◆ **EXERCISE REQUIREMENTS**:
Exact reproduction of all the data is needed.

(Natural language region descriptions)
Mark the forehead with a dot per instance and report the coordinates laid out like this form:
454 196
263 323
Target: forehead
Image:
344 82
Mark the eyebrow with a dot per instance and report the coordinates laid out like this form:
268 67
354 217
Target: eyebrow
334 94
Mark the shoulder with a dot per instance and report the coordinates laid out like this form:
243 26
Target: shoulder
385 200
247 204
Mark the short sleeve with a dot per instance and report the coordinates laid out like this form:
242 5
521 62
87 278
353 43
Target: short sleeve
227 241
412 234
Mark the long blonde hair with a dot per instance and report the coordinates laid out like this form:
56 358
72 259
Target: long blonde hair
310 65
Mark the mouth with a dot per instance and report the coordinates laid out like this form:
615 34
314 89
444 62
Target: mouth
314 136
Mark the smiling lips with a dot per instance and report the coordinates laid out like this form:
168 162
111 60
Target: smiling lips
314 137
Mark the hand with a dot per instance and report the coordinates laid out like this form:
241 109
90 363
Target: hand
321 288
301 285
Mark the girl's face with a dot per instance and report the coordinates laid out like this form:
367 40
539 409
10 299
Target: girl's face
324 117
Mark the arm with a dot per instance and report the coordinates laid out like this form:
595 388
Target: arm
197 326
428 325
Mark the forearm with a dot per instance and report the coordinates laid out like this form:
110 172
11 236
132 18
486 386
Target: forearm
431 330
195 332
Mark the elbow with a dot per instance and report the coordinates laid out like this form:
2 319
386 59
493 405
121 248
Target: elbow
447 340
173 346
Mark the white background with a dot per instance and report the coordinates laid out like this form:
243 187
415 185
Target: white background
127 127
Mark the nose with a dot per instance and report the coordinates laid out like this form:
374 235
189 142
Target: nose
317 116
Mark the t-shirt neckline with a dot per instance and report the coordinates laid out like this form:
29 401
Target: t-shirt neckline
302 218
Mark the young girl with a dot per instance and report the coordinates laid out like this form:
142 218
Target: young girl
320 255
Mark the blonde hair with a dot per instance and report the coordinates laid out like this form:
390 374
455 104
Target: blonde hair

◆ **RESULT FOR THIS EXERCISE**:
Mark the forehead with a dot per instance and report the coordinates laid out like this form:
454 196
263 323
Target: forehead
Image:
344 82
Mark the eyebrow with a dot per instance and report the coordinates laid out like this form:
268 67
354 217
Target: eyebrow
334 94
Mark the shoulder with a dot per instance and report the coordinates laid out like this form:
243 26
Target: shoulder
385 200
247 204
Mark the short sleeve with a dot per instance and report the coordinates laid out like this form:
242 5
521 62
87 278
353 43
Target: short sleeve
227 241
412 234
Mark the long blonde hair with a dot per instance and report the coordinates laid out like this form:
56 358
72 259
Target: long blonde hair
310 65
Mark the mouth with a dot per instance and report the coordinates laid out like this form:
615 34
314 89
444 62
Target: mouth
314 136
Mark the smiling lips with a dot per instance and report the coordinates laid out like this form:
168 162
111 60
Target: smiling lips
314 137
Mark the hand with a dot per instance and report the coordinates laid out like this form:
241 109
90 363
Target: hand
321 288
301 285
Mark the girl's face with a dot per instance and report the coordinates laid out like this form:
367 40
539 409
10 299
Target: girl's face
324 117
Mark the arm with a dot per instance and report the coordinates laid out like this form:
595 388
Target: arm
197 326
428 325
Mark the forearm with a dot per instance and report the coordinates laid out like this form:
110 172
11 236
132 18
486 386
Target: forearm
431 330
195 332
Mark the elbow with a dot per instance and report the coordinates laid out like this form:
2 319
386 59
493 405
121 248
Target: elbow
447 340
173 346
Mark the white background with a dot per instance and report the coordinates laid out like this form:
243 187
415 185
Target: white background
127 127
Mark the nose with a dot per instance and report the coordinates laid out like this form:
374 235
189 142
Target: nose
317 116
Mark the t-shirt neckline with a dot per instance and report the coordinates laid out like this form:
29 401
Target: t-shirt neckline
302 218
Mark the young girl with a dot per instance and report the coordinates laid out like this form:
142 218
Target: young girl
320 255
Mark the blonde hair with a dot per instance and report the coordinates laid out like this form:
390 374
455 104
Target: blonde hair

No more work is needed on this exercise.